İstifa eden Azınlık Hükümeti’nin onayladığı ve Resmi Gazeteye yansıyan bazı ‘istisnai yurttaşlıklar’ kamuoyunda tepki toplarken, yurttaşlığa ilişkin son verilerin paylaşıldığı Ağustos ayından bu yana toplamda kaç kişiye KKTC yurttaşlığı verildiği de ‘sır’ gibi saklanıyor…
Siyasiler “konuyla ilgili detay” talep ederken, Yüksek Yönetim Denetçisi (Ombudsman) Emine Dizdarlı da yurttaşlık alan herkesin aynı kefeye konmaması gerektiğinin altını çiziyor, “Herkes haksız olarak vatandaşlık alıyor diye düşünmek de çok yanlış ama bazı kararları görünce de çok üzülüyoruz” diye konuşuyor.
Ombudsman Emine Dizdarlı: “Bazen basında belirli isimler dolaşıyor ama bunlar belli ki vatandaşlık alması gereken kişiler değildir. Usulüne uygun vatandaşlıklar verilmeli. Yılarca burada yaşayan, ülkesini benimseyen ve burada hayatını sürdürecek olan birçok insan var.”
Eski İçişleri Bakanları soruyor:
“Kaç kişiye vatandaşlık verildi? Neden? Bu kişiler kimler?”
CTP Milletvekili, Eski İçişleri Bakanlarından Asım Akansoy: “Bu kişiler kimdir? Neden vatandaşlık verilmektedir? Kimin, kimlerin telkini ile vatandaş yapılmaktadır? Telkin yoksa bu kişilerin herkesin önüne geçen ayrıcalığı nedir? Gerek yeni bir Yurttaşlık yasası gerekse Daimi İkametgah Belgesi yasası konusu önceliğimizdir”

══════════

Alıştırma Bölümleri:
1) KKTC yurttaşlığı konulu metne göre Asım Akansoy hangi partinin milletvekilidir?
2) KKTC yurttaşlığı konulu metnin devamını yazınız.
Kayıtların metinle hiçbir ilgisi yoktur.

══════════

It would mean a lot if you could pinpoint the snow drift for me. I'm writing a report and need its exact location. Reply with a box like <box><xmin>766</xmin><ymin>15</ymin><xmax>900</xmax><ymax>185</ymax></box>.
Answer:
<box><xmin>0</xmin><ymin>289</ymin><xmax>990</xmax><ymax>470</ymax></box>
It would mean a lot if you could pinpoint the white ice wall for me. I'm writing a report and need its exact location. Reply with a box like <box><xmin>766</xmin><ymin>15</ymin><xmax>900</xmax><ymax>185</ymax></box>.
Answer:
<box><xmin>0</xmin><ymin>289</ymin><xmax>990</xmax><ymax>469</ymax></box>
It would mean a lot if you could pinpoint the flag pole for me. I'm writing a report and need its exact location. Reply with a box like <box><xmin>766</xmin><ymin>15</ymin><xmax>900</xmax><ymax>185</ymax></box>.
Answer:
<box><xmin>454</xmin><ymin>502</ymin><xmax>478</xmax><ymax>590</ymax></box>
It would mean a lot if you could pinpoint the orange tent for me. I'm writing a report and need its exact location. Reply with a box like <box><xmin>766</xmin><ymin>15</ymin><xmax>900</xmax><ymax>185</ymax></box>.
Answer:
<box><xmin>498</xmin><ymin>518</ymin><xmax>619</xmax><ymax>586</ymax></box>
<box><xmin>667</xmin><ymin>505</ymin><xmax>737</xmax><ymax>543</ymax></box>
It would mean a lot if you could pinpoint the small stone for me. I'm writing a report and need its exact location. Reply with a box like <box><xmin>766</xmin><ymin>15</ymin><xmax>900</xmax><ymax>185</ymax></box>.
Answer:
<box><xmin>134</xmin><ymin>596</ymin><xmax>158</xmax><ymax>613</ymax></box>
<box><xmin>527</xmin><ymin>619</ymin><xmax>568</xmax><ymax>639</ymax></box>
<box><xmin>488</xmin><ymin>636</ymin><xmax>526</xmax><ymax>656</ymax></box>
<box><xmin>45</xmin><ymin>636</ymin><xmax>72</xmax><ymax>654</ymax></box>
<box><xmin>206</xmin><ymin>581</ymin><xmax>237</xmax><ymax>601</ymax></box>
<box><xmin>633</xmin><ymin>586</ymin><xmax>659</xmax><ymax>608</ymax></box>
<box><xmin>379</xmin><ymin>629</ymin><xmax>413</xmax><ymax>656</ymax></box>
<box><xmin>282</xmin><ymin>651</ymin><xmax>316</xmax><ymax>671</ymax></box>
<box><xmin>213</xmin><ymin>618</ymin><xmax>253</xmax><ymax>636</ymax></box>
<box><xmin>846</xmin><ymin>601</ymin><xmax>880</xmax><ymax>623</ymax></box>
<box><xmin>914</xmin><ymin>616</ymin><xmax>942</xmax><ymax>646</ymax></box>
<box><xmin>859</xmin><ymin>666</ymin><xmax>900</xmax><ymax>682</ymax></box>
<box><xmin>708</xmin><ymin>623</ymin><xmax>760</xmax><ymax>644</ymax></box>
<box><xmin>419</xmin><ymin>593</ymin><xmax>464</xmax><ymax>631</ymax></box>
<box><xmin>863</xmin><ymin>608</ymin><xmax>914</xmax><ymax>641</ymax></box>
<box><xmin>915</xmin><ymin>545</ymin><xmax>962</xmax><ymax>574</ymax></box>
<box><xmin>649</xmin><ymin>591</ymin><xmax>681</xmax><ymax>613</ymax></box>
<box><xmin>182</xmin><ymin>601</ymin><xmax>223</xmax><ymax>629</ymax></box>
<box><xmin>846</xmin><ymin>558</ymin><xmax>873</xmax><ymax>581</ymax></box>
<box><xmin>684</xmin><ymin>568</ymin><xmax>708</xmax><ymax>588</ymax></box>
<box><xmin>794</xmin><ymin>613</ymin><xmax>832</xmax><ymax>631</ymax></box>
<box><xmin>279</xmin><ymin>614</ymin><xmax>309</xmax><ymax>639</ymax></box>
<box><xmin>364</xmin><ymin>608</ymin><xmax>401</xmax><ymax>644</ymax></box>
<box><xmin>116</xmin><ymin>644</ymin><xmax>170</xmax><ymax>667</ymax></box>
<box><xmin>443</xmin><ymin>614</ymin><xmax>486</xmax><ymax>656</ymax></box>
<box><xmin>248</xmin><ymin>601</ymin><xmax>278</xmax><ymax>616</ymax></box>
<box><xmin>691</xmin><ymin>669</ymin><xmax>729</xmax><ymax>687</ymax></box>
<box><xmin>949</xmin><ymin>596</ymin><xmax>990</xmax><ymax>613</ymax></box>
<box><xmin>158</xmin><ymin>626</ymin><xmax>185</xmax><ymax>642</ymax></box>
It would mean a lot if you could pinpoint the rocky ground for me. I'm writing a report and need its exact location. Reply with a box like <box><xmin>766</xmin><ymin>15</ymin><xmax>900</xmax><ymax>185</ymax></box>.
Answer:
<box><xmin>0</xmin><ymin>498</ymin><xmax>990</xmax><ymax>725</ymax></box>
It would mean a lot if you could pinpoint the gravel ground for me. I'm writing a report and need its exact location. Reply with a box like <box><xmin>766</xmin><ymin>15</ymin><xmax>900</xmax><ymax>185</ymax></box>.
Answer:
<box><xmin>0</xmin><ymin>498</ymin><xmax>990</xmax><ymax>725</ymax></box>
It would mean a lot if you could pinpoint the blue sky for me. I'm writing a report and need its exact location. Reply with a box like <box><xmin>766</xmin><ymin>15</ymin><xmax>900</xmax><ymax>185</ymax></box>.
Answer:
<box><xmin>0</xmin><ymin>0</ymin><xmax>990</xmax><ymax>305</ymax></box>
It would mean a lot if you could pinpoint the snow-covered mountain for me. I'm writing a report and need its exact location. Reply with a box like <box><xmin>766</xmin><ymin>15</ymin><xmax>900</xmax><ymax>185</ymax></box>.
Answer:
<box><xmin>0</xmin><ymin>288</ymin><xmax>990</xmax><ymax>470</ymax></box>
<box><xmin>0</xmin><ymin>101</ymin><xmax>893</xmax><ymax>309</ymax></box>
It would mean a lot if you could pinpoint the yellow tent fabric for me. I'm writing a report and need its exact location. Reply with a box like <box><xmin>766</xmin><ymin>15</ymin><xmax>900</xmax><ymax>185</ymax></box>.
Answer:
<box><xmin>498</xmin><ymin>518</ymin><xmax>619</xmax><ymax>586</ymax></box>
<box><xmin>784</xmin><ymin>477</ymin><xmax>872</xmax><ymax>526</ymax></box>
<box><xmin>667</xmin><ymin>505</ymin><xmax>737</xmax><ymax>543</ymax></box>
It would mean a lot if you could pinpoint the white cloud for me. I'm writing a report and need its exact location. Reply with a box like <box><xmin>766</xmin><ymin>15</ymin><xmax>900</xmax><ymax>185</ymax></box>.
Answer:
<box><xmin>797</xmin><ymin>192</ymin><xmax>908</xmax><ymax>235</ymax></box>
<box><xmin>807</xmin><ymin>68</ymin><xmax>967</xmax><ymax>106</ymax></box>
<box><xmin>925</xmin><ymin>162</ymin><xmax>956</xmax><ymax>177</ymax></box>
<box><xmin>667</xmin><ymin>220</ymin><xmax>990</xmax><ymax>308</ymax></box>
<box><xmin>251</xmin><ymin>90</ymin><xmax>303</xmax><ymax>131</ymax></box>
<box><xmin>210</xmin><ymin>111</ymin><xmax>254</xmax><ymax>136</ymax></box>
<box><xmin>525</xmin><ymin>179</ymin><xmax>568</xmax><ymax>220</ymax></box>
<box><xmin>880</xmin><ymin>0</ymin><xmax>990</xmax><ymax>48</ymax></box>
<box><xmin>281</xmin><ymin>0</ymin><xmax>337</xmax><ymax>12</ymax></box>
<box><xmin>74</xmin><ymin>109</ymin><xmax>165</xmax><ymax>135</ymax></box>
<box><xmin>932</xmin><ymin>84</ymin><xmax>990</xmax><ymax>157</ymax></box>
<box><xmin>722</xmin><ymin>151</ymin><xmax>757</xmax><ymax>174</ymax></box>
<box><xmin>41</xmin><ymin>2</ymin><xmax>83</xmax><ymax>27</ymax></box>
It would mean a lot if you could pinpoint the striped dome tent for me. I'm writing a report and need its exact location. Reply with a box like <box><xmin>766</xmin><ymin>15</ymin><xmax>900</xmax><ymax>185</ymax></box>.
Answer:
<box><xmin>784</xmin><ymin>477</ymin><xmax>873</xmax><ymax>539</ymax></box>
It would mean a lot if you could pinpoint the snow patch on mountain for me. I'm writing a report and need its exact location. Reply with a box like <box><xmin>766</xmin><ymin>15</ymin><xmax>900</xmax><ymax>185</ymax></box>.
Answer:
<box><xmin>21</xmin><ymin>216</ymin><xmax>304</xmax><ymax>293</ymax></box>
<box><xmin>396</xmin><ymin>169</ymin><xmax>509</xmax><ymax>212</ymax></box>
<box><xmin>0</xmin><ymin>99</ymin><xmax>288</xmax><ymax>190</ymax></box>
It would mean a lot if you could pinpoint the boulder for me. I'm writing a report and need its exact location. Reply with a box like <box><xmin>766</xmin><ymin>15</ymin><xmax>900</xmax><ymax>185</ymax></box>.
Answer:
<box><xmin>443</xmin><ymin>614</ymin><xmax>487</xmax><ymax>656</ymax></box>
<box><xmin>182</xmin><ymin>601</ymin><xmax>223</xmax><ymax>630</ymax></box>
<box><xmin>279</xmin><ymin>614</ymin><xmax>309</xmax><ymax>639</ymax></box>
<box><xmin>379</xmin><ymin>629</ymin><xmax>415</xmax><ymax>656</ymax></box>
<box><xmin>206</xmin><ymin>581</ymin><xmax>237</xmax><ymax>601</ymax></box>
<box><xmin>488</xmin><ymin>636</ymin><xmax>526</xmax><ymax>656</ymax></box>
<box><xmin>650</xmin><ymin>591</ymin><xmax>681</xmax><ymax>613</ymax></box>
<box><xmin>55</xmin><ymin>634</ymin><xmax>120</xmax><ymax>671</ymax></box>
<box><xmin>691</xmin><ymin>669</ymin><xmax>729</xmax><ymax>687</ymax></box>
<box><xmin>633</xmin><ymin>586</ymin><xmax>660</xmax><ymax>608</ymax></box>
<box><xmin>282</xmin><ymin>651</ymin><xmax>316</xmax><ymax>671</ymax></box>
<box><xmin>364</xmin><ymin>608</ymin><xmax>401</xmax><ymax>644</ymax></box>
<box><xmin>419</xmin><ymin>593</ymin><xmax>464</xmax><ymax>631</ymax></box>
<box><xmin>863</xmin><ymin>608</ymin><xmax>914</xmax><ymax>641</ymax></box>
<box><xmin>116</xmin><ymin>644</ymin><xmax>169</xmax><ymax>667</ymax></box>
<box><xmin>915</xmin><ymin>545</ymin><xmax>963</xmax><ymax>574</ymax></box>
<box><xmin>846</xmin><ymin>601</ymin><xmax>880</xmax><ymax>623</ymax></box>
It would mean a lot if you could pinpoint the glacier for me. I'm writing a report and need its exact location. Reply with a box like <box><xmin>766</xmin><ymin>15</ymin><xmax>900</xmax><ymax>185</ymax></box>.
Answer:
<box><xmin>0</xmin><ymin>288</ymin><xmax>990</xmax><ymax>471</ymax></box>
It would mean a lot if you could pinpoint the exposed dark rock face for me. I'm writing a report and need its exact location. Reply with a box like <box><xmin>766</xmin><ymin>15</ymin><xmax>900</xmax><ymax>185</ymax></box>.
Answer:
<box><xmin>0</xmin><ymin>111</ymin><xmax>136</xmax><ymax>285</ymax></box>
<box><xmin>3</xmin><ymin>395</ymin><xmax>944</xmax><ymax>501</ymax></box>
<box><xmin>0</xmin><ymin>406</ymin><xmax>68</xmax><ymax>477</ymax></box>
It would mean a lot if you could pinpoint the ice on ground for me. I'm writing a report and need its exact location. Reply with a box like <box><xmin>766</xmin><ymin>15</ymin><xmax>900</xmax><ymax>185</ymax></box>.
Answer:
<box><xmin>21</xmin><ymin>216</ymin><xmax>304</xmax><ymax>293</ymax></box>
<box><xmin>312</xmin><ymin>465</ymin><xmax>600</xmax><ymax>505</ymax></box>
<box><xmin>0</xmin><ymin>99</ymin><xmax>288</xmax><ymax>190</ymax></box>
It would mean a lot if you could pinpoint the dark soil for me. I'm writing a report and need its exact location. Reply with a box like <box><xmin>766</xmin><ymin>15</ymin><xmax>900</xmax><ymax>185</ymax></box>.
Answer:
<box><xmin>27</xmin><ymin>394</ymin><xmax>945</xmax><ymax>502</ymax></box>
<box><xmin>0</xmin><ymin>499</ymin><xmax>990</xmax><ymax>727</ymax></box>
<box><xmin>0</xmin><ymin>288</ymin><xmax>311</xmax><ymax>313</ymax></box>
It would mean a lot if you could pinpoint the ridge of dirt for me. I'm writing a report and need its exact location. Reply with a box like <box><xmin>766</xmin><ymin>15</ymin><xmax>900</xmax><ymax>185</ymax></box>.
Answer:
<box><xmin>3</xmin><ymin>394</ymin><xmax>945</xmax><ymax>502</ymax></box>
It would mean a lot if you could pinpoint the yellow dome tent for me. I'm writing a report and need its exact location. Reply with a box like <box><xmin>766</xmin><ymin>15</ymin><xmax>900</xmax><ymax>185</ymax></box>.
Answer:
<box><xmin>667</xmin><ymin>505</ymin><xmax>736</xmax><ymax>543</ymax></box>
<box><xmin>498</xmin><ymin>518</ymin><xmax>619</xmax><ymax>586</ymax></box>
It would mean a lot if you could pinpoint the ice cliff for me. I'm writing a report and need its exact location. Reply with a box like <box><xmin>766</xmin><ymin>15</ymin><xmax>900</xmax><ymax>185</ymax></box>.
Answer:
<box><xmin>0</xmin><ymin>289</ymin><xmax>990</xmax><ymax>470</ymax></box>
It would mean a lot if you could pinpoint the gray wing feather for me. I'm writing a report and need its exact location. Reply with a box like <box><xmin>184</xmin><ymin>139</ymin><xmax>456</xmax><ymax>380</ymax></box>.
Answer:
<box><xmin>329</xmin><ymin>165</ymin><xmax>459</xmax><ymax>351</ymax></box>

══════════

Görev Yanıtları:
1) Asım Akansoy, CTP milletvekilidir.

2)
HP Milletvekili, Eski İşçileri Bakanlarından Ayşegül Baybars: “Hem istisnai olanlar hem de bakanlıktan yapılan vatandaşların, bazılarının keyfi ve partizanca, bazılarının ise gayri yasal olarak verildiğini görüyoruz. İçinde sabıkası olan bazı kişilerin de bulunduğu beş bin kişinin yurttaş yapıldığını duydum. Bu çok üzücü. Tüm bunlar yasal mı?”
Fehime ALASYA
İstifa eden UBP-DP-YDP Azınlık Hükümeti’nin verdiği ‘istisnai yurttaşlıklar’ kamuoyunda tepkileri artırdı, ‘ne kadar yurttaşlık verildi’ sorularını gündeme taşıdı.
Yüksek Yönetim Denetçisi (Ombudsman) Emine Dizdarlı, vatandaşlık alan herkesin aynı kefeye konmaması gerektiğinin altını çizerken “haksız yurttaşlıkları” eleştirdi, “Herkes haksız olarak vatandaşlık alıyor diye düşünmek de çok yanlış ama bazı kararları görünce de çok üzülüyoruz” dedi.
Eski İçişleri Bakanları ise kamuoyu baskısı ve tüm ısrarlı sorularına rağmen İçişleri Bakanlığı’nın konuyla ilgili açıklama yapmaktan kaçındığına işaret etti.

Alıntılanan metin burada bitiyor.